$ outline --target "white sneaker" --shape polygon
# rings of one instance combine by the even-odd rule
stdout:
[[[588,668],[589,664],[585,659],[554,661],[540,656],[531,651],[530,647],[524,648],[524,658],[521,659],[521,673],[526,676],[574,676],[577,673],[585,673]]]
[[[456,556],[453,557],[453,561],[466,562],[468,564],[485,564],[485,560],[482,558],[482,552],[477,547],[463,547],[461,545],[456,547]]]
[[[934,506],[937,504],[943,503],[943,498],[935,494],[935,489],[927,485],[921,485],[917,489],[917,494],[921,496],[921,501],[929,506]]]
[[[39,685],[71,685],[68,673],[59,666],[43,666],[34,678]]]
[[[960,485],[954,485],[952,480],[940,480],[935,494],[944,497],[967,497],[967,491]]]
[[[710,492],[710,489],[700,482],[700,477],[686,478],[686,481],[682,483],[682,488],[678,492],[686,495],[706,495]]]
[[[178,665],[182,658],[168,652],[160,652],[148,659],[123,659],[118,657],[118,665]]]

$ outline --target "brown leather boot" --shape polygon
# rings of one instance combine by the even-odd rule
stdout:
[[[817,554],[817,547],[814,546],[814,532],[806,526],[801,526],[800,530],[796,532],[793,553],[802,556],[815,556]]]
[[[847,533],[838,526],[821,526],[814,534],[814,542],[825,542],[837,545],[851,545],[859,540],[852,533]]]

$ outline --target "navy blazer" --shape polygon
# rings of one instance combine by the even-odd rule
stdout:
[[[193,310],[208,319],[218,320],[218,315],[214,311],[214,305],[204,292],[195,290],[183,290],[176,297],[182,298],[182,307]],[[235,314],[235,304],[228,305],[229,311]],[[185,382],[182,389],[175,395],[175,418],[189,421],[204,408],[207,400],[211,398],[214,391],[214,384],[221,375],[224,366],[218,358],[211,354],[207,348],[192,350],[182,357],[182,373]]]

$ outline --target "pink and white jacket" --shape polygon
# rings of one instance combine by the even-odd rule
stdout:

____

To do: Please return every line of the entries that contains the string "shape". Case counts.

Exercise result:
$ outline --target "white sneaker" --shape polygon
$ outline --target "brown leather boot" --shape polygon
$ outline --target "navy blazer" --shape polygon
$ outline --target "pink and white jacket" --shape polygon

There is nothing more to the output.